Multiculturalism and Australian Identity

Senator Jim Short
Shadow Minister for Immigration and Ethnic Affairs and Assisting the Leader on Multicultural Affairs, Australia

Before getting into the subject matter of my remarks, let me say how much I regret that the Australian Government has chosen to play domestic party politics in its choice of Australian-speaking participants at this important conference attended by so many distinguished visitors from overseas. Even before the recent defeat of the Coalition State Government in NSW I was one of, I think, only three non-Labour politicians invited to participate in the deliberations of the conference in a speaking or chairing capacity.

Now I think I may be the only one. That contrasts with a minimum of 15 such appearances by Labour Party politicians or ex-politicians. It is ironic, and sad, that this has occurred with a conference that is billed as the Australian Government's centrepiece contribution to the UN International Year of Tolerance, a word that, in Australian idiom, is roughly translated as a fair and equal go for all.

The irony becomes even greater when I remind you that it was a non-Labour Government, the Coalition Government of 1975,1983, that introduced most of the post-arrival, or settlement programs that still today underpin Australia's multicultural policies, programs, that have made the actual operation of Australia's cultural diversity the envy of most other nations.

Such partisan actions by government run the considerable risk of causing a backlash in the Australian community against the very cultural diversity within the framework of a cohesive, unified Australia, that the existing government professes to espouse and which has always been at the heart of the policies of the Liberal Party.

This conference is being held at a time which many Australians feel is one of uncertainty and confusion about where Australia is heading as a nation.

Many commentators take this one step further and assert that Australia has a national identity crisis, and that somehow that is the result of what is called multiculturalism, which in turn they equate with what we call cultural diversity. Many Australians feel this means a loss of what they have seen traditionally as a recognisable Australian identity. For example, in his last public speech that great Australian the late Sir Paul Hasluck said, "Personally, I can scarcely recognise in Australia today the characteristics which I thought were native to Australia in 1950".

REQUIREMENT 1:
In the speech excerpt on multiculturalism and Australian identity, rewrite the paragraph beginning "Many commentators take this one step further" as a short bulleted list that keeps its main facts.

MATERIAL PROVIDED:

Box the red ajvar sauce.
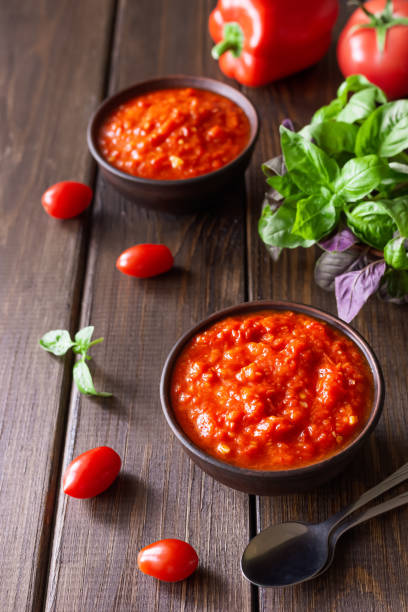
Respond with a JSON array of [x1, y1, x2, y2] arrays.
[[171, 311, 373, 470], [99, 87, 249, 180]]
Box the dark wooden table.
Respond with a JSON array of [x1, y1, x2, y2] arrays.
[[0, 0, 408, 612]]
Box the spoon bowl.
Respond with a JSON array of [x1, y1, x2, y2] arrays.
[[241, 522, 329, 587], [241, 463, 408, 587]]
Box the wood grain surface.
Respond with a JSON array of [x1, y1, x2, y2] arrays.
[[0, 0, 408, 612], [245, 5, 408, 612], [0, 0, 112, 612], [46, 0, 251, 612]]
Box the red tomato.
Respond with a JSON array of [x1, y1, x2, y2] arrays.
[[337, 0, 408, 99], [62, 446, 121, 499], [41, 181, 93, 219], [116, 244, 174, 278], [137, 538, 198, 582]]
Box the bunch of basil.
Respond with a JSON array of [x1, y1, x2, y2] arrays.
[[258, 75, 408, 322]]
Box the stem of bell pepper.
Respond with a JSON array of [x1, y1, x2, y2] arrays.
[[211, 22, 244, 59]]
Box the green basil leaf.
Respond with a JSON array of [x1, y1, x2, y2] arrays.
[[266, 173, 299, 198], [334, 155, 388, 202], [336, 87, 377, 123], [337, 74, 387, 104], [73, 361, 112, 397], [75, 325, 95, 344], [280, 126, 339, 194], [356, 100, 408, 157], [311, 121, 358, 155], [258, 198, 315, 249], [310, 98, 347, 125], [74, 325, 94, 353], [385, 268, 408, 298], [40, 329, 74, 357], [376, 196, 408, 238], [292, 195, 338, 242], [384, 238, 408, 270], [345, 202, 397, 250]]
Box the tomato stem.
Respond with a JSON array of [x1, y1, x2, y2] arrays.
[[355, 0, 408, 54]]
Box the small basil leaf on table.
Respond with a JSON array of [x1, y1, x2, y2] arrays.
[[311, 98, 345, 125], [319, 227, 358, 252], [345, 201, 397, 250], [292, 195, 338, 242], [311, 121, 358, 155], [334, 155, 388, 202], [266, 174, 299, 198], [258, 198, 315, 249], [335, 260, 386, 323], [74, 325, 95, 353], [356, 100, 408, 157], [314, 250, 360, 291], [337, 74, 387, 104], [73, 360, 112, 397], [384, 237, 408, 270], [336, 87, 377, 124], [280, 126, 339, 195], [40, 329, 74, 357]]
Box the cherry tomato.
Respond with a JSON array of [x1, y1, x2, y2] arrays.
[[41, 181, 93, 219], [137, 538, 198, 582], [62, 446, 121, 499], [116, 244, 174, 278], [337, 0, 408, 99]]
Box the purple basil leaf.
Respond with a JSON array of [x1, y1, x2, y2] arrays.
[[266, 244, 282, 261], [314, 249, 362, 291], [281, 118, 295, 132], [262, 155, 287, 176], [319, 227, 358, 252], [335, 261, 386, 323]]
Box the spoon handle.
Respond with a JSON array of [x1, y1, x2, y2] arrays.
[[335, 491, 408, 540], [312, 492, 408, 578], [326, 463, 408, 531]]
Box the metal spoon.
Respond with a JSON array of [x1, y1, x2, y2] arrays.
[[241, 463, 408, 587]]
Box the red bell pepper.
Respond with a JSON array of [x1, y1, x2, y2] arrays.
[[209, 0, 338, 87]]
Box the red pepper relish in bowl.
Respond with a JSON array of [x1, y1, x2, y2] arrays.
[[170, 310, 374, 470], [98, 87, 250, 180]]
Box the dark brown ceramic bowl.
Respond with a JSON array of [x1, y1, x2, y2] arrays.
[[160, 301, 384, 495], [87, 76, 259, 214]]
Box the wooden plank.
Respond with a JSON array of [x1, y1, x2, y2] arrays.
[[46, 0, 250, 612], [247, 2, 408, 612], [0, 0, 112, 611]]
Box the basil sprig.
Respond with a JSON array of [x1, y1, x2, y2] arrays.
[[40, 325, 112, 397], [258, 75, 408, 321]]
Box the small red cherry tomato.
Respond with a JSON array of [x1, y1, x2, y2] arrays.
[[137, 538, 198, 582], [62, 446, 121, 499], [116, 244, 174, 278], [41, 181, 93, 219]]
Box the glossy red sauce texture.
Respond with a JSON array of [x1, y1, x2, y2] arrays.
[[171, 311, 373, 470], [98, 88, 250, 180]]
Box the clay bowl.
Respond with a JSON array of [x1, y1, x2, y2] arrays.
[[87, 76, 259, 214], [160, 301, 384, 495]]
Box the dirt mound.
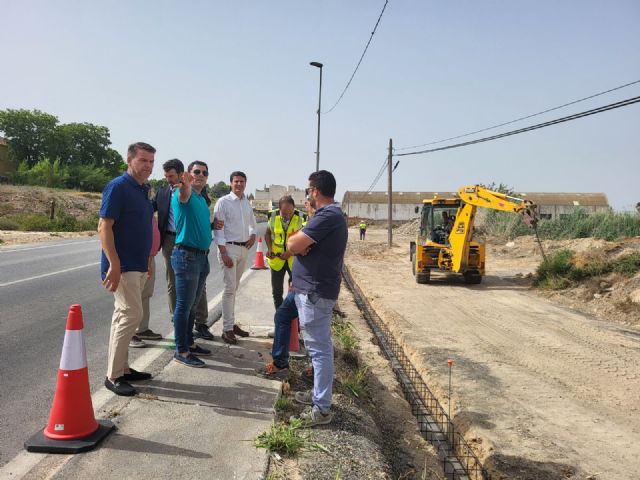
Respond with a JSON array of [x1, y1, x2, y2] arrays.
[[0, 185, 102, 220], [395, 218, 420, 237]]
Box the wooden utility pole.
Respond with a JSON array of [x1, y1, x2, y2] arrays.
[[387, 138, 393, 248]]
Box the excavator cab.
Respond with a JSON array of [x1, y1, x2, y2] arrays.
[[420, 199, 460, 245]]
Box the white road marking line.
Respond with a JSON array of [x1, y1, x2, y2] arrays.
[[0, 268, 254, 480], [0, 239, 97, 253], [0, 262, 100, 287]]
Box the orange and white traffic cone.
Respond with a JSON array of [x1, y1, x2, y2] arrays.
[[289, 317, 300, 352], [251, 236, 268, 270], [24, 305, 115, 453]]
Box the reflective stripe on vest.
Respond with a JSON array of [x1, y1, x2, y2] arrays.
[[267, 210, 302, 272]]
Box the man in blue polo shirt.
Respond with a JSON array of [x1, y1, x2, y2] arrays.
[[287, 170, 347, 427], [171, 160, 212, 367], [98, 142, 156, 396]]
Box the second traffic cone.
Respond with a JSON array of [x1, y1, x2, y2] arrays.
[[289, 317, 300, 352], [251, 236, 268, 270], [25, 305, 114, 453]]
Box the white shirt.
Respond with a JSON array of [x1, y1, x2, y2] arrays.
[[213, 192, 256, 245]]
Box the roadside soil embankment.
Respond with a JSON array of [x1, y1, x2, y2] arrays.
[[346, 229, 640, 480]]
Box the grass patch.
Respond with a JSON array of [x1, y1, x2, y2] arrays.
[[253, 419, 329, 457], [483, 207, 640, 241], [331, 315, 358, 352], [274, 395, 294, 413], [533, 250, 640, 290], [0, 213, 98, 232]]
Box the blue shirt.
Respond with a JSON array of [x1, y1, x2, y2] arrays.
[[291, 203, 348, 300], [171, 190, 212, 250], [100, 172, 153, 279]]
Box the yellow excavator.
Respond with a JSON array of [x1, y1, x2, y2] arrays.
[[409, 185, 538, 284]]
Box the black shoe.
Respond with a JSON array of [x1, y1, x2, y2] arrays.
[[233, 325, 249, 337], [104, 377, 136, 397], [121, 368, 151, 382], [193, 323, 213, 340], [189, 343, 211, 357]]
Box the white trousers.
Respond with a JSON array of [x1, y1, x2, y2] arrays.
[[218, 244, 249, 332]]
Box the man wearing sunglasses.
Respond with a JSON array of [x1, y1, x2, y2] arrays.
[[171, 160, 212, 367], [213, 171, 256, 345], [287, 170, 347, 427], [152, 158, 213, 340]]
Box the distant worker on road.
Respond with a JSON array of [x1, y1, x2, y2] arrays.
[[358, 220, 367, 240], [264, 195, 303, 310]]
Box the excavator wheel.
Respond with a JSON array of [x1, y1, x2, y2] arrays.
[[464, 272, 482, 285], [411, 252, 431, 283]]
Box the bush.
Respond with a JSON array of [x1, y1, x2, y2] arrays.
[[533, 250, 640, 290], [613, 253, 640, 275], [0, 217, 20, 230], [538, 208, 640, 241]]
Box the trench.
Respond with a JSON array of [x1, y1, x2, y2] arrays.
[[342, 265, 491, 480]]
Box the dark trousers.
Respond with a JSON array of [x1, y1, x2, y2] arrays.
[[271, 292, 298, 368], [271, 262, 291, 310]]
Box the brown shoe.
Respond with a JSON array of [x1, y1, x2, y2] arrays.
[[233, 325, 249, 337], [222, 330, 238, 345]]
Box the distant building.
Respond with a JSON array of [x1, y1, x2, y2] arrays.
[[251, 185, 305, 212], [342, 192, 611, 222]]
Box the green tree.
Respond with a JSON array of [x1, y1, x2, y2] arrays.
[[0, 109, 58, 167], [209, 181, 231, 198]]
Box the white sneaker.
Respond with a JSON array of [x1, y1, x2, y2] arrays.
[[289, 405, 333, 427], [293, 390, 313, 405], [129, 335, 147, 348]]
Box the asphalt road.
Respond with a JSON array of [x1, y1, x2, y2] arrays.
[[0, 224, 265, 467]]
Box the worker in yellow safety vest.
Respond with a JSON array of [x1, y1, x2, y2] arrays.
[[358, 220, 367, 240], [264, 195, 305, 310]]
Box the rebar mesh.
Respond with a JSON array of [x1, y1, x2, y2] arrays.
[[342, 265, 491, 480]]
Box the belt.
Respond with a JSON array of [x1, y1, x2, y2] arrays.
[[173, 243, 209, 255]]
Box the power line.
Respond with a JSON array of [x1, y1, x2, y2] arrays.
[[367, 158, 389, 193], [394, 80, 640, 151], [394, 97, 640, 157], [322, 0, 389, 114]]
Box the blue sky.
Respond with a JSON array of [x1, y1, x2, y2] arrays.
[[0, 0, 640, 209]]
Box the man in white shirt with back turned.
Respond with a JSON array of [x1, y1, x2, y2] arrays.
[[213, 171, 256, 345]]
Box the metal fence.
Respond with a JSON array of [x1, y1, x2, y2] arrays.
[[342, 266, 491, 480]]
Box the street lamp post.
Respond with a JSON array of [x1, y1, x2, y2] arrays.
[[309, 62, 322, 172]]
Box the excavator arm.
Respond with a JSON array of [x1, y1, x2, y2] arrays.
[[443, 185, 538, 272]]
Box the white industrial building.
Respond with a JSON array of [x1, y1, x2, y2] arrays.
[[342, 191, 611, 222]]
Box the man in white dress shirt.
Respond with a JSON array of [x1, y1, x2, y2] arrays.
[[213, 172, 256, 345]]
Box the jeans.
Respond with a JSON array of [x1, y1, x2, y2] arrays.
[[171, 249, 209, 353], [271, 292, 298, 368], [295, 293, 336, 413], [162, 233, 209, 325], [271, 262, 291, 310]]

REQUIREMENT 2:
Show each line of the records that contains the word "blue".

WRITTEN REPLY 1:
- Many commentators claim Australia has a national identity crisis caused by multiculturalism, which they equate with cultural diversity.
- Many Australians feel this means losing what they have traditionally seen as a recognizable Australian identity.
- In his last public speech, the late Sir Paul Hasluck said he could scarcely recognize in present-day Australia the characteristics he had thought native to it in 1950.

WRITTEN REPLY 2:
Box the man in blue polo shirt.
Box the blue shirt.
Box the blue sky.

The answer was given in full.